>> BEGIN RECORD LIST
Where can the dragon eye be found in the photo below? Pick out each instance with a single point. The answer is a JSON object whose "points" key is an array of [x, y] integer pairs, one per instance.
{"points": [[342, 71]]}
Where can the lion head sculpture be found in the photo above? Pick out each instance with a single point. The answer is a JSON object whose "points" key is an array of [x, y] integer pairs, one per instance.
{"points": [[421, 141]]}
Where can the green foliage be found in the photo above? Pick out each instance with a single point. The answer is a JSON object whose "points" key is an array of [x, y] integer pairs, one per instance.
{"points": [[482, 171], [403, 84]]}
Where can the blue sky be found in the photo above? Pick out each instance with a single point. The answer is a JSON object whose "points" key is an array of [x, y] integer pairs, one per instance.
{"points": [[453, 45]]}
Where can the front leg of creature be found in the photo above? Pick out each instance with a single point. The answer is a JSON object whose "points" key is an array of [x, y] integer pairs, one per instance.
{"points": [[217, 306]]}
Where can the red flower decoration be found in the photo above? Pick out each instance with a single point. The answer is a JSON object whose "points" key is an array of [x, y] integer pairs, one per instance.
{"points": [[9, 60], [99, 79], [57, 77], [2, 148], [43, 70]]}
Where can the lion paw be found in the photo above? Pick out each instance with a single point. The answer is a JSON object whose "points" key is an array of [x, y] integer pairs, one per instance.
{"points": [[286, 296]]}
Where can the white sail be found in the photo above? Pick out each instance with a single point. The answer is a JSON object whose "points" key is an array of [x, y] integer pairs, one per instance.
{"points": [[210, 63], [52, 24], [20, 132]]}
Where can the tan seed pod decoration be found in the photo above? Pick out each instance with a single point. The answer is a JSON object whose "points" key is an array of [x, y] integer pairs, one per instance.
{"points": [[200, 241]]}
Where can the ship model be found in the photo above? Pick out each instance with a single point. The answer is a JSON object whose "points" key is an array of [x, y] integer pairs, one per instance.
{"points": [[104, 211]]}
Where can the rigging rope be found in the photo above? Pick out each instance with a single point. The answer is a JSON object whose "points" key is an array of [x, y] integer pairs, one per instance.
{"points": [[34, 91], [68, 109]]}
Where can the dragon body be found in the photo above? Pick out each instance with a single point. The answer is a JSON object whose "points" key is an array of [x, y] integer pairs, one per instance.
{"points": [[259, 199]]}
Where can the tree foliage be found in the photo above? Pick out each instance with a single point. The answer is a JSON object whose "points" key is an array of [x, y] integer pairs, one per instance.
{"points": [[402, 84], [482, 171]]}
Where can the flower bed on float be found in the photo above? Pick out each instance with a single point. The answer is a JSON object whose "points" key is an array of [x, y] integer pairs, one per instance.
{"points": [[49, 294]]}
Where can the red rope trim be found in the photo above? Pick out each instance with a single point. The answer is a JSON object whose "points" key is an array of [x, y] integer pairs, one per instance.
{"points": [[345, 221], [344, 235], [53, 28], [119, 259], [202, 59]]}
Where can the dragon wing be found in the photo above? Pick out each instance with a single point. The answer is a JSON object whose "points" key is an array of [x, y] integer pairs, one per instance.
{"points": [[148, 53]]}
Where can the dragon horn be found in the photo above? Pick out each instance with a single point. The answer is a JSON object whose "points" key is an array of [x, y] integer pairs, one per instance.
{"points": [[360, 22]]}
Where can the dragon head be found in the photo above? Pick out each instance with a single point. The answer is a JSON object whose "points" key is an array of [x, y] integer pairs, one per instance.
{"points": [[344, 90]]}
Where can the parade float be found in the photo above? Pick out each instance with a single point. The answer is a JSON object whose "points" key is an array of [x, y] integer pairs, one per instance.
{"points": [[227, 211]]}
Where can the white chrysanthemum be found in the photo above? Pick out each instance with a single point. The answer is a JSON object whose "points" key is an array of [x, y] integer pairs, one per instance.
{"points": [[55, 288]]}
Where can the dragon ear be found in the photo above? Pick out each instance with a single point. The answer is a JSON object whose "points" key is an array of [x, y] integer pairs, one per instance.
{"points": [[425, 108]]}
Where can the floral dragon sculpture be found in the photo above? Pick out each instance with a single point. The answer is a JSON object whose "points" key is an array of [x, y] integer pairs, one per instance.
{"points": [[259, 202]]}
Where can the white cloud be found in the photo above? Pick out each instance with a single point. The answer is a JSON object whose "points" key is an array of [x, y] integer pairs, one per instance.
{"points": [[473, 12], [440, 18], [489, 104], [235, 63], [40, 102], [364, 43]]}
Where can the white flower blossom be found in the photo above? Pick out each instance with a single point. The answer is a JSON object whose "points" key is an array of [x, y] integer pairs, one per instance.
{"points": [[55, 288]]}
>> END RECORD LIST
Starting at the line with "Where can the dragon ear", copy every line up to and including the last one in the entries above.

Where can the dragon ear be found in the photo above? Pick out each instance with a single point. The answer is a JSON object whose "points" key is an array of [x, y] integer pairs, one per instance.
{"points": [[425, 108]]}
Where can the floral dragon sculpture be found in the photo above? Pick out each instance with a single point. The answer is a JSON object whose "points" key is an array of [x, y] integer pairs, one per instance.
{"points": [[259, 202]]}
Where can the white cloud be found in the photo above? Pick out each instance with a single point. The answer is a JSON object whose "points" key is an array of [x, y] integer pairs, one per instance.
{"points": [[473, 12], [440, 18], [489, 104], [235, 63], [40, 102], [364, 43]]}
Where can the white flower blossom be found in the photo above? Pick out each instance with a single point. The answer is a JSON object whose "points" key is an array of [x, y] integer pairs, one per instance.
{"points": [[55, 288]]}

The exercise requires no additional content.